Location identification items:

===

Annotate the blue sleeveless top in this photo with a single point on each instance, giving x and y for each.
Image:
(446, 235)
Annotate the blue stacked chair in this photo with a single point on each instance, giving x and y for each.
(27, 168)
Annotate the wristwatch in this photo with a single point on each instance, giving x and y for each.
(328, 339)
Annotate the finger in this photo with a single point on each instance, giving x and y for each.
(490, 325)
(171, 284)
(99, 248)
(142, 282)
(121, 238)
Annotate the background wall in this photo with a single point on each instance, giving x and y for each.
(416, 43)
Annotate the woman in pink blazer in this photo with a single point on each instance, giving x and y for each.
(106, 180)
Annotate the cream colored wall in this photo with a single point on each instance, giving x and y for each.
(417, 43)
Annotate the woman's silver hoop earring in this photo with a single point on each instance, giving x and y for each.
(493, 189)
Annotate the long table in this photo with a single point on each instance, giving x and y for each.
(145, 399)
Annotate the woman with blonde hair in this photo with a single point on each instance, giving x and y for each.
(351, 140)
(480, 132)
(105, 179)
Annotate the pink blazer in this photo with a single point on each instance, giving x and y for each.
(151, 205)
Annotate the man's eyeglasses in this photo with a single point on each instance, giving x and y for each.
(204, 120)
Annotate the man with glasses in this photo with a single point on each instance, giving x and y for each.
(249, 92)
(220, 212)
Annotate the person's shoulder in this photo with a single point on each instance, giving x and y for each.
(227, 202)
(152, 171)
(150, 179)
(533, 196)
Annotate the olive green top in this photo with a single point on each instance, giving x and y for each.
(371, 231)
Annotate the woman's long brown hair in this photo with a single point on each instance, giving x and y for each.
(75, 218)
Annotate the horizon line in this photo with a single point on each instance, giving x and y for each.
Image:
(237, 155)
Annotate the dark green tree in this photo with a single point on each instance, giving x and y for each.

===

### Exercise directions
Reproduce the entire listing above word for word, keeping every line in its original order.

### Solution for this exercise
Annotate the blue sleeveless top in this photo with a single point on each instance, giving x and y for each.
Image:
(446, 235)
Annotate the blue stacked chair in this photo with a single point on each instance, giving x and y for each.
(27, 168)
Annotate the wristwatch in this photo with a single point on each instance, giving x and y for each.
(328, 339)
Annotate the finger in this photo with a single point on each instance, giving x and y for each.
(490, 325)
(171, 284)
(99, 248)
(142, 282)
(121, 238)
Annotate the background wall in this photo with a single point on each instance, giving x and y for each.
(416, 43)
Annotate the woman in pink blazer in this photo with a single point on each instance, giving x and y for each.
(106, 180)
Annotate the cream colored wall in this photo with a single point on each instance, giving x and y for each.
(417, 43)
Annotate the woman's silver hoop earring in this photo with a single point on each instance, giving x and y for each.
(493, 189)
Annotate the long table in this photo with a single point on each instance, giving x and y for each.
(145, 399)
Annotate the woman with blonde hair in this photo with a single point on each instance, giving x and y for each.
(351, 140)
(480, 132)
(105, 179)
Annotate the pink blazer in this photo with a single point on each instance, giving x and y for each.
(151, 205)
Annotate the man's eyeglasses in this photo with a single point on each instance, giving x and y for each.
(204, 120)
Annotate the man with glasses in this photo with a single point on each instance, giving x and y for each.
(249, 92)
(220, 212)
Annotate the person's shoulder in this photo with a single point on each instance, giving x and y for each.
(227, 202)
(152, 171)
(150, 179)
(533, 196)
Annotate the olive green top in this photo with a single point on each instance, giving x and y for each.
(371, 231)
Annotate the woman's long brown hair in this photo with a single point on each instance, giving x and y for each.
(75, 218)
Annotate the horizon line in this photo with a single point on each instance, giving x and y for each.
Image:
(237, 155)
Annotate the dark green tree in this photo with a single point on each instance, giving x and y for each.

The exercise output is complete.